— Start of Material for this task —

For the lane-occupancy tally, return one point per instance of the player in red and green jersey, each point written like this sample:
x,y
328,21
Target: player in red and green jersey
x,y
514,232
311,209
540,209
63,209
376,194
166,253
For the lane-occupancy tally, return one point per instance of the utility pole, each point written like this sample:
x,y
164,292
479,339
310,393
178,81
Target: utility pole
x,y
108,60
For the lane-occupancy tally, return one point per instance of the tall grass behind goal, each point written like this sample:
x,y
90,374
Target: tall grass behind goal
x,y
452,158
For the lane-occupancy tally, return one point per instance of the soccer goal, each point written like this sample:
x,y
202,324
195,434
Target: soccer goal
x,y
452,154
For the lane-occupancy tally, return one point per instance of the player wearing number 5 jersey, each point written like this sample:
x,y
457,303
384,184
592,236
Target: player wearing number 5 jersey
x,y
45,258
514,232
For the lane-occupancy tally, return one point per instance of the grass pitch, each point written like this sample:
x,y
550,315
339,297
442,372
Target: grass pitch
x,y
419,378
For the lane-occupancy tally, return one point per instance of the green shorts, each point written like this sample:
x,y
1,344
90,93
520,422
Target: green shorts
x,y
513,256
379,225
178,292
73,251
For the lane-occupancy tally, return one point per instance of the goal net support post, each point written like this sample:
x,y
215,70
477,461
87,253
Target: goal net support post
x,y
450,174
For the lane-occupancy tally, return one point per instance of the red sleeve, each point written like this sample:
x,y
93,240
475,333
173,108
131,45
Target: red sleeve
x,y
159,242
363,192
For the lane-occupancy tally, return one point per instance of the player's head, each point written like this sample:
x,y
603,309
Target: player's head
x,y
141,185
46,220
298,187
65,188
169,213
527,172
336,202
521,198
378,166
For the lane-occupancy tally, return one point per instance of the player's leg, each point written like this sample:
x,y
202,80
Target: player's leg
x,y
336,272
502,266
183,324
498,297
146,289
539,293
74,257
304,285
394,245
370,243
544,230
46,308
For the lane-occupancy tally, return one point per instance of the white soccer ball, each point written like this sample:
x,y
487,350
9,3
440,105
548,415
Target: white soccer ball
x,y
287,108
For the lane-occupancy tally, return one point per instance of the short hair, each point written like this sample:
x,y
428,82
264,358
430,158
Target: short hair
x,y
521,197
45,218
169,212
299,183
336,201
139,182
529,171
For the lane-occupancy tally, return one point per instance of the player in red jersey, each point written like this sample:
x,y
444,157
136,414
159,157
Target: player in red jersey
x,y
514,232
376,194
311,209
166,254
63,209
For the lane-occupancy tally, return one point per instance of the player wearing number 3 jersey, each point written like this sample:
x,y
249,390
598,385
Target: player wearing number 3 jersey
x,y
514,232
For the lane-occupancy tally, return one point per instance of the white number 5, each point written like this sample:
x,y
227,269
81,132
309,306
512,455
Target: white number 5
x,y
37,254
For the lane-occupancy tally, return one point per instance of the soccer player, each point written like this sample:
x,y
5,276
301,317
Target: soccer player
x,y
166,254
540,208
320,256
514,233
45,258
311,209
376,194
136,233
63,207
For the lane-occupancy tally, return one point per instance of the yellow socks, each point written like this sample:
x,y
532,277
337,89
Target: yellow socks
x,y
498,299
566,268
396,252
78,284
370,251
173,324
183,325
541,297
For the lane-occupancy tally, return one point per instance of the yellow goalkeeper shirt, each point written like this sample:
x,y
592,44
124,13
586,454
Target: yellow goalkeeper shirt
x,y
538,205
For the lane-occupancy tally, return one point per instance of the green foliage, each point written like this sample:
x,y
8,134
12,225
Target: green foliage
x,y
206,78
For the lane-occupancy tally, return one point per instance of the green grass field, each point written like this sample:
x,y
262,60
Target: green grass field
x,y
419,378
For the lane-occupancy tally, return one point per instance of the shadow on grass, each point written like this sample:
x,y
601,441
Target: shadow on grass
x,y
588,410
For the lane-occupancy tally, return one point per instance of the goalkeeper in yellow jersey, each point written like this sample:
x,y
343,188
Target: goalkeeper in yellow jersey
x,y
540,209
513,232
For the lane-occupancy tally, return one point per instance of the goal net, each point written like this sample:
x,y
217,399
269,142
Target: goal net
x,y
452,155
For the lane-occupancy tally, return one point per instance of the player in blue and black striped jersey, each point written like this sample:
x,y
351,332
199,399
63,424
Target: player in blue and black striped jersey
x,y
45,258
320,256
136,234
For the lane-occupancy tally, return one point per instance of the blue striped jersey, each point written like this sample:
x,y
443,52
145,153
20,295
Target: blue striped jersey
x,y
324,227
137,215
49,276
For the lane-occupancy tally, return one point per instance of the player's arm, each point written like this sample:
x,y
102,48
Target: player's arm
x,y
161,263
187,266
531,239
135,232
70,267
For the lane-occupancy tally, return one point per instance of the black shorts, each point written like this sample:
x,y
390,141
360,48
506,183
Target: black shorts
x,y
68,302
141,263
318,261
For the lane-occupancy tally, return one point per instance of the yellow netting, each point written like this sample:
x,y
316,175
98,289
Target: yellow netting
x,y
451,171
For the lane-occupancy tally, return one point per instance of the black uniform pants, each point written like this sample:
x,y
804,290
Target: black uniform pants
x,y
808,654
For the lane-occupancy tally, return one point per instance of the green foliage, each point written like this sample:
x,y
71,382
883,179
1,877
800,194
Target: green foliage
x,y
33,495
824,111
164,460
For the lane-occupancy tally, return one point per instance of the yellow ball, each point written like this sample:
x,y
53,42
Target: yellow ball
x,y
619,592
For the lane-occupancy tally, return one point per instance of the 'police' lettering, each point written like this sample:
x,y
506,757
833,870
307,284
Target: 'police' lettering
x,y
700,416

— End of Material for this task —

Task prompt | Please rewrite the full listing above as a JSON list of strings, one string per line, leaving out any blank lines.

Answer to this problem |
[
  "For the lane-occupancy tally, return one point per instance of the player in red and green jersey, each point written like this sample:",
  "x,y",
  "328,21",
  "Target: player in red and green jersey",
  "x,y",
  "514,232",
  "311,209",
  "540,209",
  "63,209",
  "376,194",
  "166,253",
  "For the lane-occupancy tally, return one point per instance of the utility pole, each point written like this sample:",
  "x,y",
  "164,292",
  "479,339",
  "310,393",
  "178,81",
  "Target: utility pole",
  "x,y",
  "108,60",
  "For the lane-occupancy tally, return one point per instance of the tall grass behind goal, each point written like this sample:",
  "x,y",
  "90,374",
  "Target: tall grass behind goal",
  "x,y",
  "452,158",
  "For the lane-occupancy tally, return one point per instance of the soccer goal, each point written like this sample:",
  "x,y",
  "202,324",
  "195,434",
  "Target: soccer goal",
  "x,y",
  "452,154",
  "For the lane-occupancy tally, return one point per instance of the player wearing number 5 jersey, each point written like this sample:",
  "x,y",
  "457,303",
  "384,184",
  "592,236",
  "Target: player wearing number 5 jersey",
  "x,y",
  "45,258",
  "514,232",
  "For the lane-occupancy tally, return one point per instance of the grass pitch, each point written like this sample:",
  "x,y",
  "550,315",
  "339,297",
  "442,372",
  "Target: grass pitch",
  "x,y",
  "419,378",
  "For the lane-occupancy tally, return one point per instance of the green shorts, each point written like this sample:",
  "x,y",
  "1,344",
  "90,93",
  "520,422",
  "Target: green shorts",
  "x,y",
  "513,256",
  "379,225",
  "178,292",
  "73,251",
  "For the lane-occupancy tally, return one point per instance of the goal net support post, each point written like this sample:",
  "x,y",
  "215,70",
  "477,461",
  "87,253",
  "Target: goal net support post",
  "x,y",
  "450,174",
  "For the lane-occupancy tally, return one point per instance of the red sleeve, each point written like this sample:",
  "x,y",
  "93,240",
  "475,333",
  "173,108",
  "131,45",
  "Target: red sleeve",
  "x,y",
  "159,242",
  "363,192",
  "For the lane-occupancy tally, return one point per instance of the player's head, each point written like this sample:",
  "x,y",
  "603,309",
  "Target: player's head",
  "x,y",
  "141,185",
  "46,220",
  "298,187",
  "65,188",
  "169,213",
  "527,172",
  "336,202",
  "521,198",
  "378,166",
  "For the lane-occupancy tally, return one point per instance of the player's leg, each point written like this sample:",
  "x,y",
  "202,80",
  "Target: player's leg",
  "x,y",
  "336,272",
  "502,266",
  "183,324",
  "498,297",
  "146,289",
  "539,293",
  "74,257",
  "304,285",
  "394,245",
  "370,243",
  "544,230",
  "46,308",
  "For the lane-occupancy tally, return one point per instance of the white soccer ball, each point written like this sample:",
  "x,y",
  "487,350",
  "9,3",
  "440,105",
  "548,415",
  "Target: white soccer ball",
  "x,y",
  "287,108",
  "For the lane-occupancy tally, return one point per instance of the short hair, each point written like this sample:",
  "x,y",
  "428,82",
  "264,358",
  "430,158",
  "Target: short hair",
  "x,y",
  "521,197",
  "45,218",
  "169,212",
  "299,183",
  "336,201",
  "139,182",
  "529,171",
  "For the lane-occupancy tally, return one point per instance of the player in red jersey, each point written like this sample:",
  "x,y",
  "444,157",
  "136,414",
  "159,157",
  "Target: player in red jersey",
  "x,y",
  "514,232",
  "376,194",
  "311,209",
  "166,254",
  "63,209",
  "For the lane-occupancy tally, return one point per instance of the player wearing number 3 jersey, each point written like this sample:",
  "x,y",
  "249,390",
  "598,385",
  "Target: player wearing number 3 jersey",
  "x,y",
  "514,232",
  "For the lane-occupancy tally, return one point per instance of the white number 5, each point written like this sample:",
  "x,y",
  "227,269",
  "81,132",
  "309,306",
  "512,455",
  "Target: white number 5",
  "x,y",
  "37,254",
  "For the lane-occupancy tally, return one point per instance of the soccer player, each point written like this sample:",
  "x,y",
  "5,276",
  "301,317",
  "Target: soccer player",
  "x,y",
  "166,254",
  "540,208",
  "320,256",
  "514,233",
  "45,258",
  "311,209",
  "376,194",
  "136,233",
  "63,207",
  "For the lane-occupancy tally, return one point per instance of the yellow socks, each point written like this sample:",
  "x,y",
  "532,277",
  "337,89",
  "Target: yellow socks",
  "x,y",
  "498,299",
  "566,268",
  "396,252",
  "78,284",
  "370,251",
  "173,324",
  "183,325",
  "541,297",
  "For the lane-occupancy tally, return one point per instance of the yellow goalkeeper shirt, each point written like this sample:",
  "x,y",
  "592,44",
  "124,13",
  "586,454",
  "Target: yellow goalkeeper shirt",
  "x,y",
  "538,205",
  "For the lane-occupancy tally, return one point per instance of the green foliage, each point written like this sample:",
  "x,y",
  "8,134",
  "12,225",
  "Target: green foliage",
  "x,y",
  "206,78",
  "For the lane-occupancy tally, return one point per instance of the green grass field, each point written like this sample:",
  "x,y",
  "262,60",
  "Target: green grass field",
  "x,y",
  "419,378",
  "For the lane-occupancy tally, return one point per instance of the shadow on grass, each point written like this sample:",
  "x,y",
  "601,441",
  "Target: shadow on grass",
  "x,y",
  "588,410",
  "For the lane-occupancy tally, return one point per instance of the goalkeeper in yellow jersey, each point written like this sample:",
  "x,y",
  "343,188",
  "Target: goalkeeper in yellow jersey",
  "x,y",
  "540,209",
  "513,232",
  "For the lane-occupancy tally, return one point per instance of the goal net, each point written like this sample:",
  "x,y",
  "217,399",
  "269,142",
  "Target: goal net",
  "x,y",
  "452,155",
  "For the lane-occupancy tally, return one point per instance of the player in blue and black striped jersey, each point written like this sample:",
  "x,y",
  "351,332",
  "199,399",
  "63,424",
  "Target: player in blue and black striped jersey",
  "x,y",
  "45,258",
  "320,256",
  "136,234",
  "For the lane-occupancy tally, return one point per instance of the blue striped jersey, each point written like this sample:",
  "x,y",
  "443,52",
  "145,153",
  "20,295",
  "Target: blue striped jersey",
  "x,y",
  "324,227",
  "137,215",
  "49,276",
  "For the lane-occupancy tally, return one point per instance of the player's arm, each point written like this sample:",
  "x,y",
  "102,48",
  "Target: player's arm",
  "x,y",
  "161,263",
  "187,266",
  "531,239",
  "135,232",
  "70,267",
  "For the lane-occupancy tally, return one point per instance of the black shorts, each point written like this sample:",
  "x,y",
  "390,141",
  "360,48",
  "506,183",
  "Target: black shorts",
  "x,y",
  "68,302",
  "141,263",
  "318,261",
  "For the lane-occupancy tally, return one point per instance of the yellow netting, each point written like this sample:",
  "x,y",
  "316,175",
  "98,289",
  "Target: yellow netting",
  "x,y",
  "451,171",
  "For the lane-occupancy tally, return one point per instance of the black uniform pants, each point written like this sample:",
  "x,y",
  "804,290",
  "Target: black uniform pants",
  "x,y",
  "808,654",
  "For the lane-occupancy tally, return one point per instance of the green foliage, each point written like this sample:",
  "x,y",
  "71,382",
  "883,179",
  "1,877",
  "800,194",
  "Target: green foliage",
  "x,y",
  "33,495",
  "824,111",
  "164,460",
  "For the lane-occupancy tally, return one point per instance of the yellow ball, each point written like this sample:",
  "x,y",
  "53,42",
  "Target: yellow ball",
  "x,y",
  "619,592",
  "For the lane-occupancy tally, return one point per instance of the 'police' lettering, each point written like this sample:",
  "x,y",
  "506,757",
  "833,870",
  "307,284",
  "Target: 'police' lettering",
  "x,y",
  "700,416"
]